- _Records provided_

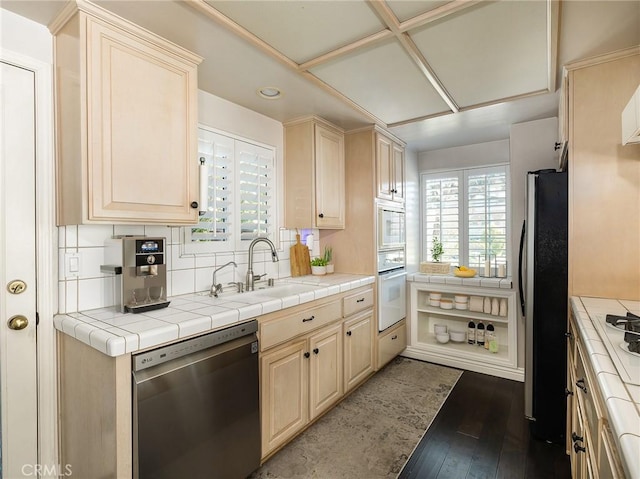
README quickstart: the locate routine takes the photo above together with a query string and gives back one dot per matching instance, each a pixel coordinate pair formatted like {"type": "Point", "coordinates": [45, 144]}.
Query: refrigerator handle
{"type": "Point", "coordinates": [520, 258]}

---

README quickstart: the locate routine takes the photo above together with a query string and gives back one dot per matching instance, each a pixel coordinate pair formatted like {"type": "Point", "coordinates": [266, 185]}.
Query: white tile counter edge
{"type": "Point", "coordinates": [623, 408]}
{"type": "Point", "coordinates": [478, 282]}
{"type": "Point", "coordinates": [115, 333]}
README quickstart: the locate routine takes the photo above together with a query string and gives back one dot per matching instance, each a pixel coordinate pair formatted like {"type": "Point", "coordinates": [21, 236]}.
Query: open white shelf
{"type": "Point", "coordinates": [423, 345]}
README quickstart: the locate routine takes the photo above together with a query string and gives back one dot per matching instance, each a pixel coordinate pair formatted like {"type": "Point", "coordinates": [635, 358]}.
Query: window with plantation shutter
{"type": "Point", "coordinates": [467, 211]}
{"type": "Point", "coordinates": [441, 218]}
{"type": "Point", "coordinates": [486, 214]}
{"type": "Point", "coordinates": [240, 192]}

--

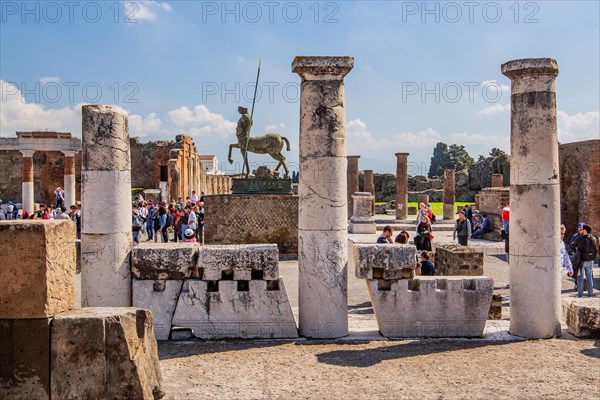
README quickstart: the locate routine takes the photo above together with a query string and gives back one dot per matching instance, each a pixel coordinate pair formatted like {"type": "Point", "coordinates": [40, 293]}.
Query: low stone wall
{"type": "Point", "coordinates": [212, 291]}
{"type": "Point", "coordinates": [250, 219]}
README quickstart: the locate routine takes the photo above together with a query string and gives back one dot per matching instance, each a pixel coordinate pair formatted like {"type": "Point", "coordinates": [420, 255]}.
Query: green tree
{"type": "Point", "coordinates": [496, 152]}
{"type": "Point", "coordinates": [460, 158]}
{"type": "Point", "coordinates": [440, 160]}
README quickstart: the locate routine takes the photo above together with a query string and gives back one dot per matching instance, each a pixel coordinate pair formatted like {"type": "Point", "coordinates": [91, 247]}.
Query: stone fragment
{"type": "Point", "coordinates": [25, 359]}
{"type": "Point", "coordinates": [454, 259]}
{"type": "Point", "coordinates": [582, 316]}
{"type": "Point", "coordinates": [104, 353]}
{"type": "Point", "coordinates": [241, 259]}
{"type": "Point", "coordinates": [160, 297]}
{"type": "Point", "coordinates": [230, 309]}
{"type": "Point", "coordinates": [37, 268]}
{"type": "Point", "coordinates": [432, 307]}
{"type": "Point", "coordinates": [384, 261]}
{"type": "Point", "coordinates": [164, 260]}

- _Problem requirements_
Gather every line in the items above that contains the word "together", copying each one in full.

- _Response to the task_
README quickstart: the locate routine takes the photo above together with a query string and gives back one dot per matching instance, each a pixel coordinate pair formatted like {"type": "Point", "coordinates": [45, 144]}.
README quickstart: the locate routine takes the photo above together with a query string and gives back one dot per matching instance, each a pixel coordinate pair formatted like {"type": "Point", "coordinates": [266, 185]}.
README quickstart: the locate routine takes the photo above together with a query string and gives back one dot per matching instance, each a pixel coordinate pair formatted like {"type": "Point", "coordinates": [21, 236]}.
README quickstart: the locate routine takes the photo above together with a query string and gives back one dot per matching instance, each a pixel coordinate pair formatted like {"type": "Point", "coordinates": [635, 358]}.
README quickstart: the locate routine takes the photo above together with a query string and gives back one dot per matching instance, each a pixel coordinate pair formatted like {"type": "Point", "coordinates": [40, 293]}.
README quickstart: the locate routine takes the photo above together with a query string and gives back one dot per matching instance, each a pixel coordinate pair formatted like {"type": "Point", "coordinates": [420, 255]}.
README quickstart: the locate routine takes the photo above together with a query string and gives back one dot per matching instance, each a pixel coordinate pair formatted like {"type": "Point", "coordinates": [91, 247]}.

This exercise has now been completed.